Copy the records below from the line containing "Annotate police uniform" through the line containing "0, 121, 281, 216", keeping every line, requests included, but shift each bounding box coordinate in the answers by adding 20. Leave the numbers in the requests and their format samples unchanged.

— Region labeling records —
- - - -

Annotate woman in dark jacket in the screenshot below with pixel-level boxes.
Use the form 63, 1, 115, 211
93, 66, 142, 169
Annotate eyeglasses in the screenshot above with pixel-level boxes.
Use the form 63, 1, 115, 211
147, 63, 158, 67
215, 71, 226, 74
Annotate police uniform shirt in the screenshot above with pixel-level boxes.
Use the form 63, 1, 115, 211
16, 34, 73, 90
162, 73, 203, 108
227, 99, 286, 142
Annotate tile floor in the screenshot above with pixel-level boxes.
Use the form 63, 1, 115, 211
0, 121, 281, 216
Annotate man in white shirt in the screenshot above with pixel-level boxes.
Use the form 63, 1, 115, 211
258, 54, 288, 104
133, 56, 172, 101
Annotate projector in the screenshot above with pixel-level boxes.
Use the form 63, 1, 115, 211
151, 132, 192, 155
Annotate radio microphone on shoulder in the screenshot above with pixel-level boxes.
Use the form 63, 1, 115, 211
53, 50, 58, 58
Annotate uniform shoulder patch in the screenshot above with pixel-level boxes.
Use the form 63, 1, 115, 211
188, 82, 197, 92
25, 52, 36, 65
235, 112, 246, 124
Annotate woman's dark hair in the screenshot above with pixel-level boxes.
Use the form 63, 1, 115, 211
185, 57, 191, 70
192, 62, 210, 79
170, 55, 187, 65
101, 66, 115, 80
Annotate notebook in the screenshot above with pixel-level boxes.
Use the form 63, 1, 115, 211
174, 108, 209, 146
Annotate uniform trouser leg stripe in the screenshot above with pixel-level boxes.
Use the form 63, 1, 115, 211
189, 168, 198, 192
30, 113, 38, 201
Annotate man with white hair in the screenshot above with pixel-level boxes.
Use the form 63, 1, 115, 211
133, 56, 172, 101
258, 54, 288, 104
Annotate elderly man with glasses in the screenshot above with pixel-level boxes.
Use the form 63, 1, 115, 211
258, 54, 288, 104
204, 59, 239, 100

- - - -

— RESULT FOR THIS EXERCISE —
Annotate police uniform shirt in the screenshot above with pixel-level boxes.
Use the form 63, 1, 115, 211
36, 54, 93, 110
182, 93, 223, 128
247, 119, 306, 162
Annotate tile floor in the screenshot above with pixel-level boxes.
Use the form 63, 1, 115, 211
20, 141, 301, 236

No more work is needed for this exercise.